Object pointing dataset rows:

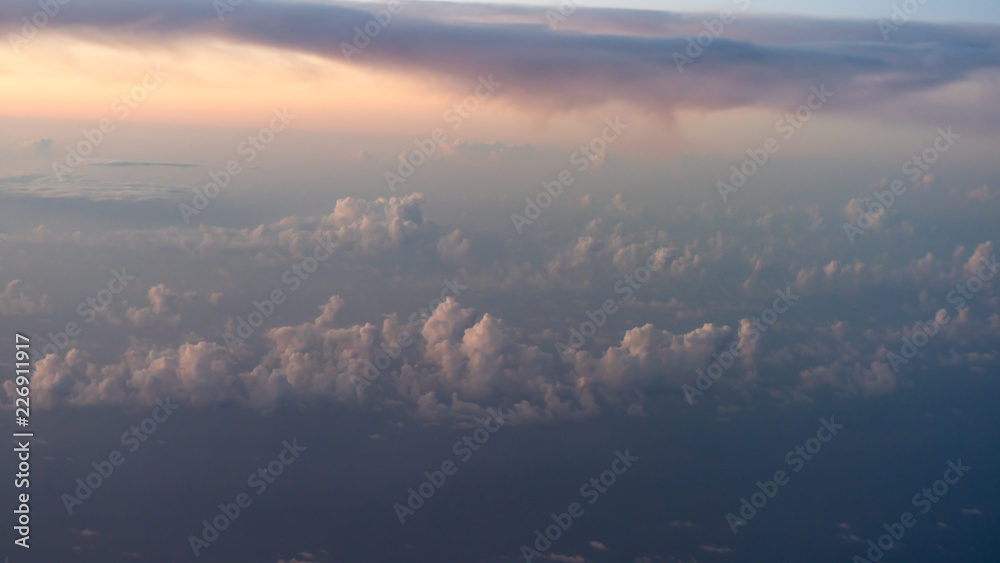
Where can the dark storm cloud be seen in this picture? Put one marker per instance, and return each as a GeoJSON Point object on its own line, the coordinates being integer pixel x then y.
{"type": "Point", "coordinates": [608, 55]}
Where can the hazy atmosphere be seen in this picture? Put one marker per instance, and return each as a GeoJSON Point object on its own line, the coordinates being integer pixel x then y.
{"type": "Point", "coordinates": [296, 281]}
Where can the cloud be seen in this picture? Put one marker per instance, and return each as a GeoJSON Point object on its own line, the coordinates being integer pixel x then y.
{"type": "Point", "coordinates": [130, 164]}
{"type": "Point", "coordinates": [773, 59]}
{"type": "Point", "coordinates": [14, 301]}
{"type": "Point", "coordinates": [161, 300]}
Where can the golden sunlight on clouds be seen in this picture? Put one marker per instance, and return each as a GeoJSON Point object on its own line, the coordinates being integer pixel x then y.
{"type": "Point", "coordinates": [213, 83]}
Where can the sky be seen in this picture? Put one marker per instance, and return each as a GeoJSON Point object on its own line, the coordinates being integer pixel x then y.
{"type": "Point", "coordinates": [642, 282]}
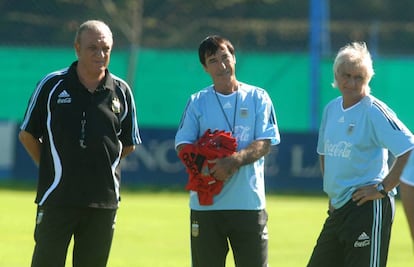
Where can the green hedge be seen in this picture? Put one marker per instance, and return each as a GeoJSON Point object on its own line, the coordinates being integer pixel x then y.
{"type": "Point", "coordinates": [164, 79]}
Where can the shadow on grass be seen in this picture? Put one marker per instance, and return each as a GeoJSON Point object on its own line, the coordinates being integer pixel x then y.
{"type": "Point", "coordinates": [30, 185]}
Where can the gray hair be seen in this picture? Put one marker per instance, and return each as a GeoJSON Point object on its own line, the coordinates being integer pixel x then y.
{"type": "Point", "coordinates": [356, 53]}
{"type": "Point", "coordinates": [92, 25]}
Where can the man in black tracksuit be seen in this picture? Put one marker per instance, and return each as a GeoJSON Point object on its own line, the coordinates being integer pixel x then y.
{"type": "Point", "coordinates": [79, 123]}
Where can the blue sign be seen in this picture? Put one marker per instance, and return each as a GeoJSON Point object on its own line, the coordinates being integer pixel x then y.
{"type": "Point", "coordinates": [292, 165]}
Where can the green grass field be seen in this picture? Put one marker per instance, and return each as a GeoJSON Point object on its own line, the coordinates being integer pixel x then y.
{"type": "Point", "coordinates": [152, 230]}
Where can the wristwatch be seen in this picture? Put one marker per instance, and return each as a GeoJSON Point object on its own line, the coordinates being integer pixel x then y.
{"type": "Point", "coordinates": [381, 189]}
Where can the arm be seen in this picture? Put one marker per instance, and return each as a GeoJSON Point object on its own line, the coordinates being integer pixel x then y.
{"type": "Point", "coordinates": [127, 150]}
{"type": "Point", "coordinates": [407, 197]}
{"type": "Point", "coordinates": [370, 192]}
{"type": "Point", "coordinates": [322, 167]}
{"type": "Point", "coordinates": [32, 145]}
{"type": "Point", "coordinates": [225, 167]}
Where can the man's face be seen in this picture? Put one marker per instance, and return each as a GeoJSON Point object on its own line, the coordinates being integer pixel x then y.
{"type": "Point", "coordinates": [352, 80]}
{"type": "Point", "coordinates": [94, 51]}
{"type": "Point", "coordinates": [221, 65]}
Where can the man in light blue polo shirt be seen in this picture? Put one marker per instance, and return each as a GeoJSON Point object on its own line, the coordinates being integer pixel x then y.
{"type": "Point", "coordinates": [237, 215]}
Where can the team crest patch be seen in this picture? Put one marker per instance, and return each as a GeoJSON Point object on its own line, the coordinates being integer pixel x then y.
{"type": "Point", "coordinates": [116, 105]}
{"type": "Point", "coordinates": [195, 229]}
{"type": "Point", "coordinates": [351, 127]}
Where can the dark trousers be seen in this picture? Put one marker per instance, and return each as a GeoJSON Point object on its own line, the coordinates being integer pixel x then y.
{"type": "Point", "coordinates": [355, 235]}
{"type": "Point", "coordinates": [212, 231]}
{"type": "Point", "coordinates": [92, 231]}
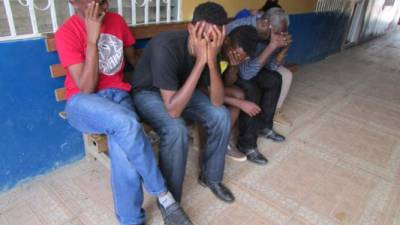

▶ _Your objective_: Quote all of the data above word for word, omitting the pictures.

▶ _Final answer_:
Where can the dark storm cloud be seen in this picture? Put one marker per instance, and return each as a GeoJSON Point object on its own line, the coordinates being integer pixel x then y.
{"type": "Point", "coordinates": [608, 55]}
Where can the hazy atmosphere be seen in this picture? Put one marker per instance, and return each as a GeoJSON Point object on its own line, the coordinates being integer pixel x then y.
{"type": "Point", "coordinates": [296, 281]}
Where can the cloud be seen in this picture? Put one marker per instance, and return each as a GeoJSON Point object on its own line, the coordinates being integer pixel x then y.
{"type": "Point", "coordinates": [130, 164]}
{"type": "Point", "coordinates": [773, 59]}
{"type": "Point", "coordinates": [14, 301]}
{"type": "Point", "coordinates": [161, 300]}
Where can the golden sunlight on clouds be seen in this picture? Put one marker per instance, and return each as a GeoJSON Point object on its own line, the coordinates being integer pixel x then y.
{"type": "Point", "coordinates": [213, 83]}
Where can the sky be seen in this picture? Put one marker per instance, and return each as a GeoJSON Point object on its own line, the coordinates being integer pixel x then y.
{"type": "Point", "coordinates": [642, 282]}
Where can the green hedge be seen in this picture? Put one marker per instance, and return each as a GeoJSON Point object on its own line, the coordinates being integer pixel x then y.
{"type": "Point", "coordinates": [164, 79]}
Where can the shadow on grass be seen in this picture? Put one marker per instance, and return each as a GeoJSON Point object on its own line, the coordinates being integer pixel x then y.
{"type": "Point", "coordinates": [30, 185]}
Where can the gray hair be seen in this picture? Put one marker per instance, and return each as a GeoJSON Point object on its own line, the coordinates being integer pixel x then y.
{"type": "Point", "coordinates": [356, 53]}
{"type": "Point", "coordinates": [92, 25]}
Where can the man in black tracksuit be seen in this picture? Put one marker per instance, and return each as a GeoJSON Point object on its own line, the coordinates being integer pixel x then y.
{"type": "Point", "coordinates": [79, 123]}
Where can the blue sign be seen in this picture? Put one marker per instance, and return each as a GeoJSON Point object on its own line, the coordinates being integer pixel x then y.
{"type": "Point", "coordinates": [292, 165]}
Where can the green grass field be seen in this picture? Put one marker per instance, and return each as a GeoJSON Point object on its own line, the coordinates being integer pixel x then y.
{"type": "Point", "coordinates": [152, 230]}
Where can the wristwatch be seen in this picture? Put one marker per instance, and return each as a GeoJSON Point object on its own line, the coordinates being integer pixel x then y.
{"type": "Point", "coordinates": [381, 189]}
Where can the arm be seen in this picture? Put one marker per instance, and return each as a GeoJSON Point object on its own line, the coordinates being integer pixel x then y.
{"type": "Point", "coordinates": [127, 150]}
{"type": "Point", "coordinates": [407, 197]}
{"type": "Point", "coordinates": [370, 192]}
{"type": "Point", "coordinates": [322, 167]}
{"type": "Point", "coordinates": [32, 145]}
{"type": "Point", "coordinates": [225, 167]}
Where can the man's face be seen in this picture? Put one marker per instance, and return each as a GeoJSON Point object on its own line, the coordinates being integer pixel x then y.
{"type": "Point", "coordinates": [352, 80]}
{"type": "Point", "coordinates": [94, 51]}
{"type": "Point", "coordinates": [221, 65]}
Where can the man in light blue polo shirt be seen in this picture? Put one marker per instance, and return each as a GeoJSON Point object on its own line, the coordinates being integer pixel x then y.
{"type": "Point", "coordinates": [237, 215]}
Where can the team crest patch be seen in this picture? Put one marker per instance, and return each as a GeoJSON Point object on its own line, the coordinates being integer pixel x then y.
{"type": "Point", "coordinates": [116, 105]}
{"type": "Point", "coordinates": [195, 229]}
{"type": "Point", "coordinates": [351, 127]}
Where can the dark trousers be seen in this picture? Put one marker per instance, and return each as a GeoJSON Point object on its own line, the coordinates being integer pixel x then y.
{"type": "Point", "coordinates": [355, 235]}
{"type": "Point", "coordinates": [212, 231]}
{"type": "Point", "coordinates": [92, 231]}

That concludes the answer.